Written problem:
Can you format every line of the items below as a Markdown table with the columns "Row" and "Line," skipping blank lines and leaving the pictures out?

Point labels for pictures:
>> start
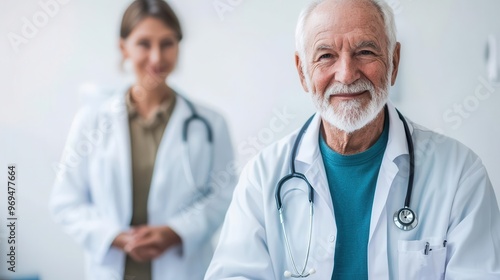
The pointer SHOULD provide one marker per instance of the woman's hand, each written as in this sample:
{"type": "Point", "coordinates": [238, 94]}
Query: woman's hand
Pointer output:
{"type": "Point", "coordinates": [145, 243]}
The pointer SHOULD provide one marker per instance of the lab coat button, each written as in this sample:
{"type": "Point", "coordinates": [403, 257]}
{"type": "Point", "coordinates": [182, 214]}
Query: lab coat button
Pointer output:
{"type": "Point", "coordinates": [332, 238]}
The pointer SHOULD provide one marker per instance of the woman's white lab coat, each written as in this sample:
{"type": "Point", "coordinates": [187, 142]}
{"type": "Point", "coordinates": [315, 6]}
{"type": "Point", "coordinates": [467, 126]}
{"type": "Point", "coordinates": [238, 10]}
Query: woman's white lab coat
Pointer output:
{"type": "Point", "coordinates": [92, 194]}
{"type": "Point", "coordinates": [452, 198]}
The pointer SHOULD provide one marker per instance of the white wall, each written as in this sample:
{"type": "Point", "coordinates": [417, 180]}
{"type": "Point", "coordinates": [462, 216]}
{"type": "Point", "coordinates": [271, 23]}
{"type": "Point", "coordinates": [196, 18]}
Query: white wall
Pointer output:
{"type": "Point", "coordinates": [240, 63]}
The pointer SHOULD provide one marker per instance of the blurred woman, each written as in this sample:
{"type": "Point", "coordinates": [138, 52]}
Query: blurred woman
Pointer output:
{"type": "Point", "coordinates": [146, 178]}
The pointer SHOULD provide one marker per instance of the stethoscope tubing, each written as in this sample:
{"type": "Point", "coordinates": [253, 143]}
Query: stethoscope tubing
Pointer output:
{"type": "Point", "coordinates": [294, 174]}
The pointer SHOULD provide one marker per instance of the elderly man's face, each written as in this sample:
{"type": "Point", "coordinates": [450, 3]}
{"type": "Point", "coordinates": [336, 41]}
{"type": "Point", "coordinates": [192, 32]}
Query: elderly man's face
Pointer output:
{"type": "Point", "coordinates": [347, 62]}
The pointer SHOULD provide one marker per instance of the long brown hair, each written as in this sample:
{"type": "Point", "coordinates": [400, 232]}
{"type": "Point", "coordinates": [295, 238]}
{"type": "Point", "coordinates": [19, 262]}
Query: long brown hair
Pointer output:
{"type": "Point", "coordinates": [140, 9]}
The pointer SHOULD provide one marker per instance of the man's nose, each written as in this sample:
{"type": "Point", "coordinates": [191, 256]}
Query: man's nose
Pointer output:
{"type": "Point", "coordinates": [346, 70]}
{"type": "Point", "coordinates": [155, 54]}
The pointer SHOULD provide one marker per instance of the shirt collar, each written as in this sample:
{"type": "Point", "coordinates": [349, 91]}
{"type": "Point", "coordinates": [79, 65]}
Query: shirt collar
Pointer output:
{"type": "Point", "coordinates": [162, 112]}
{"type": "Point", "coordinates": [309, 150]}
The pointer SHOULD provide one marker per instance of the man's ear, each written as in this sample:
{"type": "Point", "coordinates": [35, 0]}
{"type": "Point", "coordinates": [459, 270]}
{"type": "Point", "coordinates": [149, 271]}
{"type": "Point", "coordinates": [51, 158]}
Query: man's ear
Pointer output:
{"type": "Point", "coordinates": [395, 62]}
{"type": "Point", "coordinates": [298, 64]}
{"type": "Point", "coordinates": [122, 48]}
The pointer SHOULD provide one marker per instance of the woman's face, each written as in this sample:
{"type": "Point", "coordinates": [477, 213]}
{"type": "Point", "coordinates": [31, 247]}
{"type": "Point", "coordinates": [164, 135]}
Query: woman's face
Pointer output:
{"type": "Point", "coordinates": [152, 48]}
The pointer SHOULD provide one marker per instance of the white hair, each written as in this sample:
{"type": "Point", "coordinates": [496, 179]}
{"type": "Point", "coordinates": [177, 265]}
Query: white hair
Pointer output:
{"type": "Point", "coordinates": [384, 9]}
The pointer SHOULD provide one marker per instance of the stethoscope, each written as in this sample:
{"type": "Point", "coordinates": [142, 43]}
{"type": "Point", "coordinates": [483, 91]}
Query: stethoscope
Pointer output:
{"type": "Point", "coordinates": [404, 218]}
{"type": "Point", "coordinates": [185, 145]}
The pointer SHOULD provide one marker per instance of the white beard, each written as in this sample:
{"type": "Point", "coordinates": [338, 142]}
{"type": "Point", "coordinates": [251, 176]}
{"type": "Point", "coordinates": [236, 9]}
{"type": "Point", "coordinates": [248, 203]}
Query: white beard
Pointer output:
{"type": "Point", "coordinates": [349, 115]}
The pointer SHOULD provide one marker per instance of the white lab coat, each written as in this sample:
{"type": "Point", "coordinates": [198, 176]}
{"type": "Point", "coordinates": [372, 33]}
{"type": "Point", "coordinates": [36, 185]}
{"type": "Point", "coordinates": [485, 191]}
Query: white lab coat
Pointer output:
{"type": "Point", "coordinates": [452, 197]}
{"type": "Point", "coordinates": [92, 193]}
>> end
Written answer:
| Row | Line |
|---|---|
| 1 | The pointer SHOULD provide one marker per instance of the woman's hand, each written as in this sample: |
| 2 | {"type": "Point", "coordinates": [238, 94]} |
| 3 | Query: woman's hand |
| 4 | Pointer output: |
| 5 | {"type": "Point", "coordinates": [145, 243]} |
| 6 | The pointer SHOULD provide one marker per instance of the lab coat button, each written as in this sample: |
| 7 | {"type": "Point", "coordinates": [403, 257]} |
| 8 | {"type": "Point", "coordinates": [182, 214]} |
| 9 | Query: lab coat button |
| 10 | Pointer output: |
| 11 | {"type": "Point", "coordinates": [332, 238]} |
| 12 | The pointer SHOULD provide one marker per instance of the woman's white lab coat, each written as in this sample: |
| 13 | {"type": "Point", "coordinates": [187, 142]} |
| 14 | {"type": "Point", "coordinates": [315, 6]} |
| 15 | {"type": "Point", "coordinates": [467, 126]} |
| 16 | {"type": "Point", "coordinates": [238, 10]} |
| 17 | Query: woman's white lab coat |
| 18 | Pointer output: |
| 19 | {"type": "Point", "coordinates": [92, 194]} |
| 20 | {"type": "Point", "coordinates": [452, 198]} |
| 21 | The pointer SHOULD provide one marker per instance of the white wall, each written as in this sample: |
| 22 | {"type": "Point", "coordinates": [417, 180]} |
| 23 | {"type": "Point", "coordinates": [462, 216]} |
| 24 | {"type": "Point", "coordinates": [271, 23]} |
| 25 | {"type": "Point", "coordinates": [196, 18]} |
| 26 | Query: white wall |
| 27 | Pointer output: |
| 28 | {"type": "Point", "coordinates": [240, 63]} |
| 29 | The pointer SHOULD provide one marker per instance of the blurred woman, each written as in this sample: |
| 30 | {"type": "Point", "coordinates": [138, 52]} |
| 31 | Query: blurred woman |
| 32 | Pointer output: |
| 33 | {"type": "Point", "coordinates": [146, 178]} |
| 34 | The pointer SHOULD provide one marker per instance of the stethoscope tubing, each written as in this sample: |
| 35 | {"type": "Point", "coordinates": [253, 143]} |
| 36 | Query: stethoscope tubing |
| 37 | Pointer output: |
| 38 | {"type": "Point", "coordinates": [294, 174]} |
| 39 | The pointer SHOULD provide one marker per instance of the elderly man's face, each written as in this sample: |
| 40 | {"type": "Point", "coordinates": [450, 3]} |
| 41 | {"type": "Point", "coordinates": [336, 41]} |
| 42 | {"type": "Point", "coordinates": [192, 32]} |
| 43 | Query: elderly man's face |
| 44 | Pointer output: |
| 45 | {"type": "Point", "coordinates": [347, 62]} |
| 46 | The pointer SHOULD provide one marker per instance of the long brown hair, each written as in this sample: |
| 47 | {"type": "Point", "coordinates": [400, 232]} |
| 48 | {"type": "Point", "coordinates": [295, 238]} |
| 49 | {"type": "Point", "coordinates": [19, 262]} |
| 50 | Query: long brown hair |
| 51 | Pointer output: |
| 52 | {"type": "Point", "coordinates": [140, 9]} |
| 53 | The pointer SHOULD provide one marker per instance of the man's nose, each written as in this sample: |
| 54 | {"type": "Point", "coordinates": [191, 256]} |
| 55 | Query: man's nose |
| 56 | Pointer output: |
| 57 | {"type": "Point", "coordinates": [346, 70]} |
| 58 | {"type": "Point", "coordinates": [155, 54]} |
| 59 | The pointer SHOULD provide one marker per instance of the shirt collar, each written as in this sample: |
| 60 | {"type": "Point", "coordinates": [349, 91]} |
| 61 | {"type": "Point", "coordinates": [79, 65]} |
| 62 | Query: shirt collar |
| 63 | Pointer output: |
| 64 | {"type": "Point", "coordinates": [162, 112]} |
| 65 | {"type": "Point", "coordinates": [309, 150]} |
| 66 | The pointer SHOULD provide one marker per instance of the man's ear, each written as in this sample: |
| 67 | {"type": "Point", "coordinates": [35, 0]} |
| 68 | {"type": "Point", "coordinates": [459, 270]} |
| 69 | {"type": "Point", "coordinates": [149, 271]} |
| 70 | {"type": "Point", "coordinates": [51, 158]} |
| 71 | Query: man's ear |
| 72 | Pointer output: |
| 73 | {"type": "Point", "coordinates": [395, 62]} |
| 74 | {"type": "Point", "coordinates": [298, 64]} |
| 75 | {"type": "Point", "coordinates": [122, 48]} |
| 76 | The pointer SHOULD provide one marker per instance of the woman's face, each written as in this sample: |
| 77 | {"type": "Point", "coordinates": [477, 213]} |
| 78 | {"type": "Point", "coordinates": [31, 247]} |
| 79 | {"type": "Point", "coordinates": [164, 135]} |
| 80 | Query: woman's face |
| 81 | Pointer output: |
| 82 | {"type": "Point", "coordinates": [152, 48]} |
| 83 | The pointer SHOULD provide one marker per instance of the white hair, each written as in this sample: |
| 84 | {"type": "Point", "coordinates": [496, 179]} |
| 85 | {"type": "Point", "coordinates": [177, 265]} |
| 86 | Query: white hair |
| 87 | Pointer output: |
| 88 | {"type": "Point", "coordinates": [384, 9]} |
| 89 | The pointer SHOULD provide one marker per instance of the stethoscope, each written as in this sample: |
| 90 | {"type": "Point", "coordinates": [142, 43]} |
| 91 | {"type": "Point", "coordinates": [483, 91]} |
| 92 | Query: stethoscope |
| 93 | Pointer output: |
| 94 | {"type": "Point", "coordinates": [404, 218]} |
| 95 | {"type": "Point", "coordinates": [185, 145]} |
| 96 | The pointer SHOULD provide one marker per instance of the white beard, each written as in this sample: |
| 97 | {"type": "Point", "coordinates": [338, 142]} |
| 98 | {"type": "Point", "coordinates": [251, 176]} |
| 99 | {"type": "Point", "coordinates": [236, 9]} |
| 100 | {"type": "Point", "coordinates": [248, 203]} |
| 101 | Query: white beard |
| 102 | Pointer output: |
| 103 | {"type": "Point", "coordinates": [349, 115]} |
| 104 | The pointer SHOULD provide one marker per instance of the white lab coat, each written as in this sample: |
| 105 | {"type": "Point", "coordinates": [198, 176]} |
| 106 | {"type": "Point", "coordinates": [372, 33]} |
| 107 | {"type": "Point", "coordinates": [36, 185]} |
| 108 | {"type": "Point", "coordinates": [485, 191]} |
| 109 | Query: white lab coat |
| 110 | Pointer output: |
| 111 | {"type": "Point", "coordinates": [452, 197]} |
| 112 | {"type": "Point", "coordinates": [92, 193]} |